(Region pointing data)
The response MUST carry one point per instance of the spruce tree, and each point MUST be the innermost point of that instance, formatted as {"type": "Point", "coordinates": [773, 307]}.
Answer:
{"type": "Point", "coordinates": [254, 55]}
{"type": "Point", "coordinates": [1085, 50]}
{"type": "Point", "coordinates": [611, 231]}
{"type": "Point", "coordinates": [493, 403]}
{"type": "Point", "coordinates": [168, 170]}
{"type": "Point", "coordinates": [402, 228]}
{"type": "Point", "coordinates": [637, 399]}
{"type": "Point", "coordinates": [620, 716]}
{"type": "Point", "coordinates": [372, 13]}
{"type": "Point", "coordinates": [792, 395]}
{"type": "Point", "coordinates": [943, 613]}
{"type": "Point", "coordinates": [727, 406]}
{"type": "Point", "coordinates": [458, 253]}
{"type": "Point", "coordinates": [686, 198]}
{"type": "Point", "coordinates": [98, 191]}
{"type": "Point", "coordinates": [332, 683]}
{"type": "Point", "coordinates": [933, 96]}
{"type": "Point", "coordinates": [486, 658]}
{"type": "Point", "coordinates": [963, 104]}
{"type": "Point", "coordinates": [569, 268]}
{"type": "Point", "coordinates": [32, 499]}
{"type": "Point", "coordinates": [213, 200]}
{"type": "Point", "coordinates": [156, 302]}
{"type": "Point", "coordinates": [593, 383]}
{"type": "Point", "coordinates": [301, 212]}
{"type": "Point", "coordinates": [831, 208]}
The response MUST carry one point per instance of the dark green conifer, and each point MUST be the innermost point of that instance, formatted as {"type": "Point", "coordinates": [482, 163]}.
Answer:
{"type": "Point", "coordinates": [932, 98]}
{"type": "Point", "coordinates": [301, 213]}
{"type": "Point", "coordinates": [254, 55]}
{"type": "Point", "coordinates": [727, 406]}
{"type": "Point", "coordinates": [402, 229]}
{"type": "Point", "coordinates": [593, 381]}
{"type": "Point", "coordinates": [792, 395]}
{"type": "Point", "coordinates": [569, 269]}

▶ **WORK INSTRUCTIONS**:
What is needed is an exact copy of all the records.

▶ **FINISHED EXERCISE**:
The response MUST carry one point per instance of the spruce tree, and each point MUST be the innermost point of that instance, formatted as {"type": "Point", "coordinates": [773, 307]}.
Answer:
{"type": "Point", "coordinates": [254, 55]}
{"type": "Point", "coordinates": [1085, 50]}
{"type": "Point", "coordinates": [611, 231]}
{"type": "Point", "coordinates": [493, 403]}
{"type": "Point", "coordinates": [168, 170]}
{"type": "Point", "coordinates": [402, 228]}
{"type": "Point", "coordinates": [637, 399]}
{"type": "Point", "coordinates": [620, 716]}
{"type": "Point", "coordinates": [372, 13]}
{"type": "Point", "coordinates": [792, 395]}
{"type": "Point", "coordinates": [943, 613]}
{"type": "Point", "coordinates": [727, 406]}
{"type": "Point", "coordinates": [458, 253]}
{"type": "Point", "coordinates": [686, 198]}
{"type": "Point", "coordinates": [98, 191]}
{"type": "Point", "coordinates": [332, 683]}
{"type": "Point", "coordinates": [933, 96]}
{"type": "Point", "coordinates": [486, 658]}
{"type": "Point", "coordinates": [963, 104]}
{"type": "Point", "coordinates": [569, 268]}
{"type": "Point", "coordinates": [32, 499]}
{"type": "Point", "coordinates": [213, 200]}
{"type": "Point", "coordinates": [156, 302]}
{"type": "Point", "coordinates": [593, 383]}
{"type": "Point", "coordinates": [301, 212]}
{"type": "Point", "coordinates": [831, 208]}
The response MUST carry one point per instance of the dark green conifer, and each point MUST be the innermost point of that instance, formatted as {"type": "Point", "coordinates": [482, 163]}.
Answer:
{"type": "Point", "coordinates": [932, 98]}
{"type": "Point", "coordinates": [301, 213]}
{"type": "Point", "coordinates": [254, 55]}
{"type": "Point", "coordinates": [727, 406]}
{"type": "Point", "coordinates": [402, 229]}
{"type": "Point", "coordinates": [593, 381]}
{"type": "Point", "coordinates": [792, 395]}
{"type": "Point", "coordinates": [569, 269]}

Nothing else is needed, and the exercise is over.